** start of INPUT FOR THIS TASK **
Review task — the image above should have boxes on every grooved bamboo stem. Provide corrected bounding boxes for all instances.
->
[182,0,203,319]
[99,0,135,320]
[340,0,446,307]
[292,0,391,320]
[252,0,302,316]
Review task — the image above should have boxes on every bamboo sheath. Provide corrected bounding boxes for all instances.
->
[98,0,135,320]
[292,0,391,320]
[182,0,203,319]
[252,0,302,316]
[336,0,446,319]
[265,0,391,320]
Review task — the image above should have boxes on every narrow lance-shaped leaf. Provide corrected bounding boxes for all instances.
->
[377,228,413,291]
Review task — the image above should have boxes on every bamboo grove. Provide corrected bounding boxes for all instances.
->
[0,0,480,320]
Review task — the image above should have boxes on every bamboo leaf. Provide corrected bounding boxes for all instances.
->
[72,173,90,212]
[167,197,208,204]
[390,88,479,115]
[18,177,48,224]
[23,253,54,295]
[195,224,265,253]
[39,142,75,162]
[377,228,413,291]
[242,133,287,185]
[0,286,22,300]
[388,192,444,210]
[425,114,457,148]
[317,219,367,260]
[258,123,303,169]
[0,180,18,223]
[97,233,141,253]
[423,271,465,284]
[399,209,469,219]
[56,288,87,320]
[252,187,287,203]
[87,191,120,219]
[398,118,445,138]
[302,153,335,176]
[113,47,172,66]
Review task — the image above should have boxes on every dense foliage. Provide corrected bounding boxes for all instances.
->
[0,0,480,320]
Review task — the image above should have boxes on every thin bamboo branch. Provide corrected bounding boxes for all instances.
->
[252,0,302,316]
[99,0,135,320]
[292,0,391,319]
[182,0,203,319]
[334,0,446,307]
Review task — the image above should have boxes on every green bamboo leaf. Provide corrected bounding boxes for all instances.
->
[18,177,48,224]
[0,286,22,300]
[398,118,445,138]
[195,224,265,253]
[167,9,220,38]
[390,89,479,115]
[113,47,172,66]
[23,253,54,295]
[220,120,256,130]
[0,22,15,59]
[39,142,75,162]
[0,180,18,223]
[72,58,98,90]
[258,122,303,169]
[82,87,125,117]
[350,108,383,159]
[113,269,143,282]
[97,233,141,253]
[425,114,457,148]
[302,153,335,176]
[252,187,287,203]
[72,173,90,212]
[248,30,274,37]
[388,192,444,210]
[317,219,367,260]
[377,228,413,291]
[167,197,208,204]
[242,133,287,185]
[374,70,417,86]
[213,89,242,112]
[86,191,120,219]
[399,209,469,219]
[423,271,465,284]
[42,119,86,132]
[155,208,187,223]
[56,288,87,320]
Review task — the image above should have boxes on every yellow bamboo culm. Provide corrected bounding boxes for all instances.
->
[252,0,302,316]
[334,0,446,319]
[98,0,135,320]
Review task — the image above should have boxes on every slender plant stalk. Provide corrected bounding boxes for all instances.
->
** end of INPUT FOR THIS TASK **
> _WRITTEN EXERCISE_
Copy out every line from the one containing "culm. Provide corrected bounding boxes for all instances." through the end of the items, scaling each bounding-box coordinate in the answers by 1.75 and rounding to whole numbers with halves rounded up. Leave all other text unchanged.

> _TASK ANSWER_
Review task — the image above should have boxes on every yellow bamboo culm. Provide corrected bounding boxes for all instances.
->
[441,0,529,553]
[585,0,781,558]
[172,0,236,560]
Review task — the image above should have boxes on every slender plant stalk. Provide corrected bounding boxes for all instances.
->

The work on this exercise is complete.